Segment Open

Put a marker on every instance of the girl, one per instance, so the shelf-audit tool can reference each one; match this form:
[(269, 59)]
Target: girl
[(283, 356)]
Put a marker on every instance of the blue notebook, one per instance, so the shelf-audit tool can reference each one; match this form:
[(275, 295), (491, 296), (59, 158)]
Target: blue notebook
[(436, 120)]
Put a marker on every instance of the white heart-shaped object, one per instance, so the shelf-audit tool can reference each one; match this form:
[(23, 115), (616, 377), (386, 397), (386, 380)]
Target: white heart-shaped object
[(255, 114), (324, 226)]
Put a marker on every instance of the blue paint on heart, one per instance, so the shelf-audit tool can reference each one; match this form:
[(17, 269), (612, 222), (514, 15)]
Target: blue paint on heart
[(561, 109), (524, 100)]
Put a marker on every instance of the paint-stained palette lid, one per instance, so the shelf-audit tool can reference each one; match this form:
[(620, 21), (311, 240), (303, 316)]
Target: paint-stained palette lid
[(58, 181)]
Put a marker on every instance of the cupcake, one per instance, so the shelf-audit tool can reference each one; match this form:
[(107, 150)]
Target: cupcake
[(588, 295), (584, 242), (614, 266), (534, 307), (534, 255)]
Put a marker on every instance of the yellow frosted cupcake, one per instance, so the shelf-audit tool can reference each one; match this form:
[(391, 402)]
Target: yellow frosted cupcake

Segment Closed

▸ **What is being asked**: Begin with the line that contains "Put a marker on every instance of the yellow". Repeat it and every line after it through the end of the listing, exactly, and print nothing more.

▸ **Problem solution**:
Put a marker on every instance of the yellow frosted cupcake, one per instance, so the shelf-audit tool can reference each one; match this form:
[(391, 402)]
Target: yellow frosted cupcake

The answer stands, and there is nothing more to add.